This exercise calls for a copy of every line in the listing below that carries the word "purple".

---*---

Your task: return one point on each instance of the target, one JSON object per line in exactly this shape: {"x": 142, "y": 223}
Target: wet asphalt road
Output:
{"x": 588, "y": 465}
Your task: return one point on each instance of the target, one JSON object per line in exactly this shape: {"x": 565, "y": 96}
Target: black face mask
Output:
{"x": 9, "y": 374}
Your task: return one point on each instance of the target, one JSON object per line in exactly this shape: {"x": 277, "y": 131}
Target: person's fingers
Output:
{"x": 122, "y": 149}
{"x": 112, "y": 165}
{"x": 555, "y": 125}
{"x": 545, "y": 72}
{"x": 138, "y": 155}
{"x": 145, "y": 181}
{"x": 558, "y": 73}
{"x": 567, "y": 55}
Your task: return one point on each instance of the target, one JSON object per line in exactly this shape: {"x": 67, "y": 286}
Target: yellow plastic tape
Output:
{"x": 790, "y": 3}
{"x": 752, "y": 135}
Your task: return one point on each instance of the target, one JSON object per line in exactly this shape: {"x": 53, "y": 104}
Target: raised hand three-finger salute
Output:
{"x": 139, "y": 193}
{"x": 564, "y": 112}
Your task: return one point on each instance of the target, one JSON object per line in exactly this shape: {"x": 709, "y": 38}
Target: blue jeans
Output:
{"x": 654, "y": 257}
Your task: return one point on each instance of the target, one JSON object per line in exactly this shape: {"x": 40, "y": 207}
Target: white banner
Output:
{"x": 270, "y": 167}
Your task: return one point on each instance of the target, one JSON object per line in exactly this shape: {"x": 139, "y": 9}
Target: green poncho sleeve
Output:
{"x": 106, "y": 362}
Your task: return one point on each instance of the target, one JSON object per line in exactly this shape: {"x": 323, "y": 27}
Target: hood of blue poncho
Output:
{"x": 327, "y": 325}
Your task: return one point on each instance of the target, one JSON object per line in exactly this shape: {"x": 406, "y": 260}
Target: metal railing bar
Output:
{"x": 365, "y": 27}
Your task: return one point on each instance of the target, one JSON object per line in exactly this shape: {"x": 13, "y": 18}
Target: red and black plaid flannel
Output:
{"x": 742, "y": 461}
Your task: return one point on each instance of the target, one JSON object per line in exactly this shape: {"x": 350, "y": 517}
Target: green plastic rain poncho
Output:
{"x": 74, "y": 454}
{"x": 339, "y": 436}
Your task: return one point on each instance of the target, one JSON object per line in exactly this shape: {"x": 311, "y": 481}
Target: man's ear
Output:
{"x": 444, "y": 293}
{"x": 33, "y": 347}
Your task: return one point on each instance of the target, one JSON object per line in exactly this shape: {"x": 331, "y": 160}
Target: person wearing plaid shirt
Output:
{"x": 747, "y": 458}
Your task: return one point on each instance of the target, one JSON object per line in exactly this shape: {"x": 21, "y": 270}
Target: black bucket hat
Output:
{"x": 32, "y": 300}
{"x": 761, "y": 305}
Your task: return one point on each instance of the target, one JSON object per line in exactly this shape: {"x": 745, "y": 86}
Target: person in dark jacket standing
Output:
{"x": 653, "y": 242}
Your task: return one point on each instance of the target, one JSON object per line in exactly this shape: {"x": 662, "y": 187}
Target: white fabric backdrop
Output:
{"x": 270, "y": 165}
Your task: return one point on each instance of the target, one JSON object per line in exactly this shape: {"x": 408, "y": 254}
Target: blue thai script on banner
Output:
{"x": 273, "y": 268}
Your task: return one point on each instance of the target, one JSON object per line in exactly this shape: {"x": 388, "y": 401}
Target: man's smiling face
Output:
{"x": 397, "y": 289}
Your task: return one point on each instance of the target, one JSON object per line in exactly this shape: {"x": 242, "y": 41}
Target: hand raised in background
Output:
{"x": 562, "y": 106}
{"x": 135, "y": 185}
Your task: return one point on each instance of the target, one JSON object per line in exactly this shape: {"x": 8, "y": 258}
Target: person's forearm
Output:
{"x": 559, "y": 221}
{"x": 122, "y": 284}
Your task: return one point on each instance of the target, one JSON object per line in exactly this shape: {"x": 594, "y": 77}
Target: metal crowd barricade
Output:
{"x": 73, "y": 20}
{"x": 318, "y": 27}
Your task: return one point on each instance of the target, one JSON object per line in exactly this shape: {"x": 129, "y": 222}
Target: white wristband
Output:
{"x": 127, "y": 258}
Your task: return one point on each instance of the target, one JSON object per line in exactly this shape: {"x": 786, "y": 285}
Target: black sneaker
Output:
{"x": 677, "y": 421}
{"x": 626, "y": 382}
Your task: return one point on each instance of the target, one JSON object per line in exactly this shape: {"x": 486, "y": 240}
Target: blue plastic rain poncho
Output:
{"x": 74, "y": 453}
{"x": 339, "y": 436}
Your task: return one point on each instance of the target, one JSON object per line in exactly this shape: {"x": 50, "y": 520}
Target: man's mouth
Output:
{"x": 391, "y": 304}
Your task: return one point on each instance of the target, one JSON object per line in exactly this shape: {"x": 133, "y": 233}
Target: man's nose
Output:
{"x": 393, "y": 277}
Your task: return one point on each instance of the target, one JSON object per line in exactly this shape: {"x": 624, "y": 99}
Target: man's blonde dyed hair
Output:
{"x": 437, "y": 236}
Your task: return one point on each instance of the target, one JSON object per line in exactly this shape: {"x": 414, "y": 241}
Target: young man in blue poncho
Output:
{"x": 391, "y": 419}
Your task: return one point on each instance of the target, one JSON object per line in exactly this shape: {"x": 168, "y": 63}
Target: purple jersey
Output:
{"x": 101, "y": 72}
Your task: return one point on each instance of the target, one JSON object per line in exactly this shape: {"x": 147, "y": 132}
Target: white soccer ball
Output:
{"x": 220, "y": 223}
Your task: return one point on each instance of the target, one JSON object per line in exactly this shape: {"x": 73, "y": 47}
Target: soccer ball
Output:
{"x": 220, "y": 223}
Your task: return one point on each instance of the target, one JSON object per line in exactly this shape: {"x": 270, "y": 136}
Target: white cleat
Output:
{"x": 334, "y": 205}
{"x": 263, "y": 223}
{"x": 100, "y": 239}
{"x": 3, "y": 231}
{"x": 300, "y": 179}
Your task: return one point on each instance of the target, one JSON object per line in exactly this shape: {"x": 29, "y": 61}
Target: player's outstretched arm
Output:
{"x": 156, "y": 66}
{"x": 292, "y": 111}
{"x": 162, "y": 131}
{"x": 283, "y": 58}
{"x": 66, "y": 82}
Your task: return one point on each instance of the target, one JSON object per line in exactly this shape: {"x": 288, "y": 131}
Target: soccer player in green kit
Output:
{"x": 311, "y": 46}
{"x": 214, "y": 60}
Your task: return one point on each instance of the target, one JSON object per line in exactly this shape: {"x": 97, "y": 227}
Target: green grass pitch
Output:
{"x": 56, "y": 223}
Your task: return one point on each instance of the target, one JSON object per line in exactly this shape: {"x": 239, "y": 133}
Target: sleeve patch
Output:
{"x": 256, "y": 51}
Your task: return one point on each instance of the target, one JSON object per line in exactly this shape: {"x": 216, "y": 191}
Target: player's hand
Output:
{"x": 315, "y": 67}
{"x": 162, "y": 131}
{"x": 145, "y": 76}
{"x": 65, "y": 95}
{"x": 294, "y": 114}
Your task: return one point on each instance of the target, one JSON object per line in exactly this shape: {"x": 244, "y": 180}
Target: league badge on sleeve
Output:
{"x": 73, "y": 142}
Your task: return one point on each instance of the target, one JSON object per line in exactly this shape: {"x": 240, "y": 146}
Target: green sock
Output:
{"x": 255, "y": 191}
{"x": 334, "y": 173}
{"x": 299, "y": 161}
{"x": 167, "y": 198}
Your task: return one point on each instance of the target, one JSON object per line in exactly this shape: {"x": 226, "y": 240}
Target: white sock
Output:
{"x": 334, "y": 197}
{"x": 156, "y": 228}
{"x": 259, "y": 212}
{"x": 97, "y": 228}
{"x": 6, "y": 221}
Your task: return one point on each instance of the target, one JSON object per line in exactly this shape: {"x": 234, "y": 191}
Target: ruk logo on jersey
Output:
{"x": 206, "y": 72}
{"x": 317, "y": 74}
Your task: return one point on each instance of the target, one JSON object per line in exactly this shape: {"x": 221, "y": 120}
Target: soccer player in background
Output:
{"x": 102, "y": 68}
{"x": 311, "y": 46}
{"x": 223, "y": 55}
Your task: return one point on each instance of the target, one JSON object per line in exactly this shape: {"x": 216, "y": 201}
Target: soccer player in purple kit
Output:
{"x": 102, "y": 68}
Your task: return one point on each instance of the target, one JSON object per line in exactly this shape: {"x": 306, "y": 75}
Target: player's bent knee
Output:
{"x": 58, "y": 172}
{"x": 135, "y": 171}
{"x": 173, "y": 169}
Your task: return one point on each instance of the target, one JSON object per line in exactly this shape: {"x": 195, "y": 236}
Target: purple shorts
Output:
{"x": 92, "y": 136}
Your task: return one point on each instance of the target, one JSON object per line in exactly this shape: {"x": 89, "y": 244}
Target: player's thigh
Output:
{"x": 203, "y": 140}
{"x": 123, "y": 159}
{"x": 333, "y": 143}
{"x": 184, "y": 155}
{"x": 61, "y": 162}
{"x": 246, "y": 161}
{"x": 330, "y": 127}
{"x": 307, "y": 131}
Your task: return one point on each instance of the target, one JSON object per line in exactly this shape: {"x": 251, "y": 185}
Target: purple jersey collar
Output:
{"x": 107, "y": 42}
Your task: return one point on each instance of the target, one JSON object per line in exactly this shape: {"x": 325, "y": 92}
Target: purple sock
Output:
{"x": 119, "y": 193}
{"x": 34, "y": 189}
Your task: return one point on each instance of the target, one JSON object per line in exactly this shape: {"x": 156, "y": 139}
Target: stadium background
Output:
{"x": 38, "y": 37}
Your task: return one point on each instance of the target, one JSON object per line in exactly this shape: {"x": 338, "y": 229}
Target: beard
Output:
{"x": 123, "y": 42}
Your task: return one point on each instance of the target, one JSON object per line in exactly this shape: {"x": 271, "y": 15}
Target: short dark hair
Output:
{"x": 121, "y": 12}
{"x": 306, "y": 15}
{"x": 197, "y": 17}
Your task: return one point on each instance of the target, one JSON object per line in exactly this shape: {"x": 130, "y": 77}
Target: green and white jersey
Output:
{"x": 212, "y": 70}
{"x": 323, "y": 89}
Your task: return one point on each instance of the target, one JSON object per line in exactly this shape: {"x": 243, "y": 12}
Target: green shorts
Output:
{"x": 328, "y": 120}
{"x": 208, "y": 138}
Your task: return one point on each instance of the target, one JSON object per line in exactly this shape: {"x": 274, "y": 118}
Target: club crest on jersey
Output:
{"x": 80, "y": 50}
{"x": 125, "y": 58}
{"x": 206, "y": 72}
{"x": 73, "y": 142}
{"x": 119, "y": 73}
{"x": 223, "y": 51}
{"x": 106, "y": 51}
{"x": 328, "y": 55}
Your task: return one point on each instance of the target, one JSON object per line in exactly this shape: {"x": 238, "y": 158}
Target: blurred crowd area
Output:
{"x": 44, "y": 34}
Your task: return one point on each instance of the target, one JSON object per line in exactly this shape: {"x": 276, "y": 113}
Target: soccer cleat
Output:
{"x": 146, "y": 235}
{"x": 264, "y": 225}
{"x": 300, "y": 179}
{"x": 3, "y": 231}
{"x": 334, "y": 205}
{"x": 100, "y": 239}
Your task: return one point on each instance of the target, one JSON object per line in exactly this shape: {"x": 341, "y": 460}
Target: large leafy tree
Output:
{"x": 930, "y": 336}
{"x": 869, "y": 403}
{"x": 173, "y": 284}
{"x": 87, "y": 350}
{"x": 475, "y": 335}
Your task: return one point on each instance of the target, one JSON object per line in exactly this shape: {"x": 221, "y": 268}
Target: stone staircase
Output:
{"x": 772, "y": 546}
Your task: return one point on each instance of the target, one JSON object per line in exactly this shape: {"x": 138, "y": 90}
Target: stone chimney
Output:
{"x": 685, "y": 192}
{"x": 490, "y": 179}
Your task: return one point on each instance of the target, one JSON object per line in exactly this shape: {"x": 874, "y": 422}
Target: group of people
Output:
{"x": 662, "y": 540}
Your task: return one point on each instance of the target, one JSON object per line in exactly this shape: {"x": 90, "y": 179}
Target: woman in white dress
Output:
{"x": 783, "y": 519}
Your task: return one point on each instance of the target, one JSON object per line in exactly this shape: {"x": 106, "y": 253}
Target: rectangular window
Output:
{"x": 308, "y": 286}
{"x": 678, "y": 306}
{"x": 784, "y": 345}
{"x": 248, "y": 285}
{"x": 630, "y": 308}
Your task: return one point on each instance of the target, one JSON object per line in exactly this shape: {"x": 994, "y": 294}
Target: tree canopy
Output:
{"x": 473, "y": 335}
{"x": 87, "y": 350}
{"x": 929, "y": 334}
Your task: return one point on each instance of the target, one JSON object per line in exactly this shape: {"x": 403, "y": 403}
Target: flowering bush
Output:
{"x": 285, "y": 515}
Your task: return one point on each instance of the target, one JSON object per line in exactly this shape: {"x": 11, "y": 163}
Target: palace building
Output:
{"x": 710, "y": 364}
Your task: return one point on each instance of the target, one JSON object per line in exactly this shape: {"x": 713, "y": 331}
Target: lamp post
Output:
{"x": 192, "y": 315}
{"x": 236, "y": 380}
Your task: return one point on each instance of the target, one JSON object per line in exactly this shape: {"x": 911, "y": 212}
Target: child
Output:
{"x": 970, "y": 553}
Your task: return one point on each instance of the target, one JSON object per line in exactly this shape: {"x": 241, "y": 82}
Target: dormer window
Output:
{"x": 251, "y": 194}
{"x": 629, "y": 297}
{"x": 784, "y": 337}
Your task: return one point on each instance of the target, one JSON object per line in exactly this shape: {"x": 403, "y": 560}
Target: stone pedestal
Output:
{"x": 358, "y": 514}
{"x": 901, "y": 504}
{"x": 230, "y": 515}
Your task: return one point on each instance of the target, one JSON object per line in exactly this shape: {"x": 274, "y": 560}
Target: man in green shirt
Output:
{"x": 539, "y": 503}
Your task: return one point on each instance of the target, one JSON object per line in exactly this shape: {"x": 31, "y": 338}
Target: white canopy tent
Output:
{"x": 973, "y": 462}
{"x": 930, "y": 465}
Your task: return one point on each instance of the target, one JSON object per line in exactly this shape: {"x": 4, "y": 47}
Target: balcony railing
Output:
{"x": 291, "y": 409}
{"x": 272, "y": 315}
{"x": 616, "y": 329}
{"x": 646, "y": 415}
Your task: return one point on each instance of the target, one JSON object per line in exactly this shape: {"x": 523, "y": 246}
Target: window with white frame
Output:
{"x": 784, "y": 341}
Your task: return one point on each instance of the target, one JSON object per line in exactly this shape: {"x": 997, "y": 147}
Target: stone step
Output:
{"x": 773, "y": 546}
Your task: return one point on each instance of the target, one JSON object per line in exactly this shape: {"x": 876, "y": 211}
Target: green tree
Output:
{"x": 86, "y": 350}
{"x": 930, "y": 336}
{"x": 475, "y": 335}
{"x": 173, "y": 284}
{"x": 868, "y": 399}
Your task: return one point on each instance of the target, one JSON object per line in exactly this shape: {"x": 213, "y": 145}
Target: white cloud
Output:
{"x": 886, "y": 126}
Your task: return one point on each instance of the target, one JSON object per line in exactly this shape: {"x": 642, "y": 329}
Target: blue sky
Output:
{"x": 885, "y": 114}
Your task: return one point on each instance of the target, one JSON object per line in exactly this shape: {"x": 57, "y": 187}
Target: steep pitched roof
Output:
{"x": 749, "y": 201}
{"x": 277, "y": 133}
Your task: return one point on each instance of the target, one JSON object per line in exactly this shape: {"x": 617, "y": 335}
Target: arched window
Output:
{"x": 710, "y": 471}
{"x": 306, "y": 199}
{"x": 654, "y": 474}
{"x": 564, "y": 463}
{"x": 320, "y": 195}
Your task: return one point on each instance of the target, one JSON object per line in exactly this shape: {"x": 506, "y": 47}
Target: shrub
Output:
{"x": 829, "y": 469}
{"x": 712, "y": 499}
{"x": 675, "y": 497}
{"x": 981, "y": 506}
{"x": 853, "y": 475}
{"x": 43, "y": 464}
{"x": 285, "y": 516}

---*---

* **Response**:
Target: purple jersey
Target: soccer player in purple kit
Target: purple shorts
Target: purple jersey collar
Target: purple sock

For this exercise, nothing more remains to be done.